[START OF RECORD SET]

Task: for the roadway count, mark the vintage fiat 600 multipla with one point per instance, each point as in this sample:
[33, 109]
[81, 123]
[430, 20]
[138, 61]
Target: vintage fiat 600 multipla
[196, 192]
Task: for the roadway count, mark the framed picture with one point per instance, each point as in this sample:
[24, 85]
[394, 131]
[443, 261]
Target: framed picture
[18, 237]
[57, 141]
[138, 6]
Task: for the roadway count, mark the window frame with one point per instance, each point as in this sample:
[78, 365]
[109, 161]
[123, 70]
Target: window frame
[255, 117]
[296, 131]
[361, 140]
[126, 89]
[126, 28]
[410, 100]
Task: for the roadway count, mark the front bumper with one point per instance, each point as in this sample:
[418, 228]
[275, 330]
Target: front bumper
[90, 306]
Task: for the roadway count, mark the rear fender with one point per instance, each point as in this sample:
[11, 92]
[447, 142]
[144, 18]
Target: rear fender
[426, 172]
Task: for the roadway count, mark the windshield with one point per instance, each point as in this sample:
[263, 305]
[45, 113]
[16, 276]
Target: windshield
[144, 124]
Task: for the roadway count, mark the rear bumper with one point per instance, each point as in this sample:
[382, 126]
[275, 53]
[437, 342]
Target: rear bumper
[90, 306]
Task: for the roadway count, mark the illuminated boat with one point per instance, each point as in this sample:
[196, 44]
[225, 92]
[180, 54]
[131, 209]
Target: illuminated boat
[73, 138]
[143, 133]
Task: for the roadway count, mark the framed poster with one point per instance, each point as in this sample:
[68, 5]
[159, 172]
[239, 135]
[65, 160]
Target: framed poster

[END OF RECORD SET]
[START OF RECORD SET]

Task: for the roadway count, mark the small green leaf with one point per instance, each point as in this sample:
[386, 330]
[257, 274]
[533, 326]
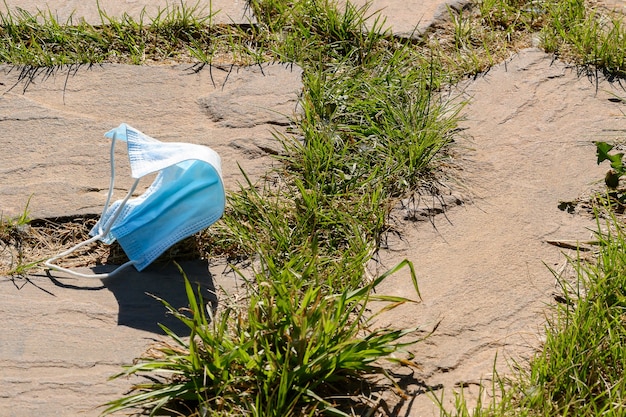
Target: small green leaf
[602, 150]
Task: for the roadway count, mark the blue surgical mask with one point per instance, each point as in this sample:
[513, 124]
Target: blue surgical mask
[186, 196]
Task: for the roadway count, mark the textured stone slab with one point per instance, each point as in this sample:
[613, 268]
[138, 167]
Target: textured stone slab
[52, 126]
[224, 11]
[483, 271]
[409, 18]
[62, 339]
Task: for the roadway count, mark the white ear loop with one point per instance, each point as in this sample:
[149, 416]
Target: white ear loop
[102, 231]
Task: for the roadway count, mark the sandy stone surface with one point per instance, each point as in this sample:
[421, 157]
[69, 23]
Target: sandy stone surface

[END OF RECORD SET]

TASK DIRECTIONS: Copy out the rows from the line with "Task: for the roadway count, mark the windshield" to the line with "Target: framed poster", switching "illuminated boat" to "lit-up boat" and keeping everything else the same.

REPLY:
Task: for the roadway count, mark the windshield with one point per instance, each point as in this sample:
[263, 305]
[45, 113]
[16, 276]
Target: windshield
[144, 124]
Task: for the roadway count, mark the rear bumper with one point per instance, each point as in this sample:
[382, 126]
[275, 53]
[437, 342]
Target: rear bumper
[90, 306]
Task: for the roadway count, mark the lit-up boat with one point per instance, each point as in this sample:
[196, 44]
[225, 92]
[180, 54]
[131, 209]
Target: lit-up boat
[73, 138]
[143, 133]
Task: for the roadway count, mark the framed poster with one point per instance, each point as in this sample:
[68, 5]
[159, 172]
[239, 135]
[65, 160]
Target: framed poster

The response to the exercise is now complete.